(Supplied information begins)

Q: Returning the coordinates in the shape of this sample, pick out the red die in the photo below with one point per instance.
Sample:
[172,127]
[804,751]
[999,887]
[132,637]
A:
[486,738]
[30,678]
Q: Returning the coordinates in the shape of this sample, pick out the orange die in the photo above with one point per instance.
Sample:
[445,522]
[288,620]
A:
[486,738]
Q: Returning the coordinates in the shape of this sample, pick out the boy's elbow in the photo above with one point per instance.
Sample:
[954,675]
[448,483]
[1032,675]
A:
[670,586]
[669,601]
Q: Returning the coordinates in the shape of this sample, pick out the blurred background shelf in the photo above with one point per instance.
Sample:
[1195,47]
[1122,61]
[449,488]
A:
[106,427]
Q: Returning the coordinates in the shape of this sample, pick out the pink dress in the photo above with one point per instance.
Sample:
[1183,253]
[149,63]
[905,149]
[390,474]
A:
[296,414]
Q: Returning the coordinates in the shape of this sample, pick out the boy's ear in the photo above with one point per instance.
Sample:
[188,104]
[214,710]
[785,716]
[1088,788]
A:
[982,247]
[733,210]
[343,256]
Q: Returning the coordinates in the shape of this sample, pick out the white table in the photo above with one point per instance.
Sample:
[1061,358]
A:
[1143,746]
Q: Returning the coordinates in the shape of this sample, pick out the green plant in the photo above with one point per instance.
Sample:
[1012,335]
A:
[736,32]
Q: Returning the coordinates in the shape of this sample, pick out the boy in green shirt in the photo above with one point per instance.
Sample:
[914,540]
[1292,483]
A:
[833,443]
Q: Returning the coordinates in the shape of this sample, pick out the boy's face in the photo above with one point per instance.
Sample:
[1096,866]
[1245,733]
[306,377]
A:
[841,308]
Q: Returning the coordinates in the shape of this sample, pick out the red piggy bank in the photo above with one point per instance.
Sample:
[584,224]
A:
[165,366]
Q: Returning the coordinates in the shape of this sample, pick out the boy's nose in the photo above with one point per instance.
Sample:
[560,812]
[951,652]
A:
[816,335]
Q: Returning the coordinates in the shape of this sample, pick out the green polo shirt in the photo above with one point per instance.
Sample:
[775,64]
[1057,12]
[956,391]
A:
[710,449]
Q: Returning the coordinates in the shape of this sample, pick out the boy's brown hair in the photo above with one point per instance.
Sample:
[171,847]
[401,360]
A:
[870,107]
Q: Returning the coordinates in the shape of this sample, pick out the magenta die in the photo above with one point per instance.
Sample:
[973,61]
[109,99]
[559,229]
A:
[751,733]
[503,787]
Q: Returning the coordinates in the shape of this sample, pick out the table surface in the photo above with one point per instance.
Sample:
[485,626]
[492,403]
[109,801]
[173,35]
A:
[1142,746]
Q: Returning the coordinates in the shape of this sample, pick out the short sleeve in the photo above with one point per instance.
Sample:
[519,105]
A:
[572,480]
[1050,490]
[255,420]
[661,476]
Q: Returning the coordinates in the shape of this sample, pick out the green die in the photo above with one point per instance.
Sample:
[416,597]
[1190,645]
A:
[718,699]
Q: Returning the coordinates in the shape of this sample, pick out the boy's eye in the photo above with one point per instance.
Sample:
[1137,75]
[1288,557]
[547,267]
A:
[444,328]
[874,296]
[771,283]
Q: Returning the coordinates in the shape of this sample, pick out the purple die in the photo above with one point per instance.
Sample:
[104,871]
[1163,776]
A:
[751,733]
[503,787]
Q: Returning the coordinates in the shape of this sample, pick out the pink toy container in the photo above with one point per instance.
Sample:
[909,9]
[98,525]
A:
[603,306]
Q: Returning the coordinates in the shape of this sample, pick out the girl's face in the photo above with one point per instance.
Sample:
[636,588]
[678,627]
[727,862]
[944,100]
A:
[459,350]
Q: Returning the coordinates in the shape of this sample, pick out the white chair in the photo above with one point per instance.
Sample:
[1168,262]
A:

(Supplied information ends)

## Problem to work on
Take the lines above and retype all of them exactly.

## Expected answer
Q: Returning the coordinates in the shape of this sample, pick out the red die in the photo below with one point per instance.
Sample:
[172,127]
[804,751]
[999,887]
[132,637]
A:
[486,738]
[30,678]
Q: Returning the coordinates in the shape of this sample, pick out the orange die in the photo above with one point per instance.
Sample:
[445,522]
[288,620]
A:
[486,738]
Q: Returning the coordinates in the shape of this sample, pick out the boy's elbow in the photo above with one point per instance.
Sample:
[954,675]
[448,483]
[1032,675]
A:
[670,586]
[669,601]
Q: Returning the coordinates in the shape of this sample, pick out the blurred background shelf in the photo above with one point per instance.
Sample:
[1195,47]
[1122,61]
[449,488]
A:
[106,427]
Q: Returning the coordinates in the shape of this sample, pick out the pink dress in the photo above with one point per instance.
Sample:
[1183,253]
[149,63]
[905,149]
[390,474]
A:
[296,414]
Q: Returning the coordinates in the shape of this sample, pick out the boy's ear in the photo above with one point per instance.
Sample:
[188,104]
[214,710]
[785,716]
[1088,788]
A:
[982,247]
[733,210]
[343,256]
Q: Returning the coordinates in the shape of this sample, pick out the white table in the photo above with one point per instance.
Sample:
[1061,358]
A:
[1143,746]
Q: Returning the coordinates in the shape of this sample, pick out the green plant in the photo above with one point per instance.
Sample:
[1012,335]
A:
[736,32]
Q: Returning the coordinates in the shape of this sample, pick out the boy in green shirt in the photo above with one point per instance.
Sample:
[914,540]
[1292,483]
A:
[833,443]
Q: Returning the coordinates in the shape of this sample, pick out the boy's face in the photo above with one point per instance.
Sample:
[1096,866]
[1245,733]
[306,377]
A:
[841,308]
Q: Returning the coordinates in the shape of this sample, pick out the red piggy bank in the photo above with one point per instance.
Sample:
[584,224]
A:
[165,366]
Q: Returning the coordinates in the shape of this sample, pick out the boy's nose in the photo above with one point per instance.
Sample:
[560,812]
[951,652]
A:
[816,335]
Q: Returning the coordinates in the shape of this sample, pick out the green polo shirt in the photo above with one point per instance.
Sample:
[775,64]
[1057,12]
[956,391]
A:
[710,449]
Q: Returning the coordinates in the shape of this sample, pick out the boy's brown hair in the photo above with one point per instance.
Sample:
[171,847]
[401,360]
A:
[870,107]
Q: Returning the coordinates in the shape of this sample, pick out the magenta die in the photo above with one point per instance.
Sample:
[973,61]
[109,99]
[559,229]
A:
[751,733]
[503,787]
Q: Returning the coordinates in the shape of this sample, pick out the table surface in the photo above with one point per instance.
Sample:
[485,626]
[492,403]
[109,801]
[173,35]
A:
[1142,746]
Q: Returning the coordinates in the shape of this sample, pick out the short sleeve in the photo above with one point per instance.
Sample:
[519,105]
A:
[572,480]
[1050,490]
[255,420]
[661,476]
Q: Returning the coordinates in the shape of this sample, pick out the green die in the photo above with one point per instance.
Sample:
[416,597]
[1190,645]
A:
[718,699]
Q: Returning the coordinates in the shape of this sample, pick out the boy's eye in the photo above with one point per instance.
Sample:
[1137,75]
[1288,557]
[547,267]
A:
[444,328]
[874,296]
[771,283]
Q: Returning the coordinates in the shape of this sample, pick out the purple die in the photo above with one point per instance.
Sample:
[104,871]
[1163,776]
A:
[751,733]
[503,787]
Q: Returning the coordinates in the shape of this sample, pick out the pink toy container in the photo above with one point per instance.
Sample:
[909,9]
[98,525]
A:
[603,306]
Q: Returning the coordinates in the shape of this sample, pick out the girl's face in the photo above with one point per instance.
Sample:
[636,588]
[678,627]
[727,862]
[944,100]
A:
[459,350]
Q: Returning the coordinates in the shape of this sample, pick out the white chair in the photo above with one point per instance.
Sample:
[1168,262]
A:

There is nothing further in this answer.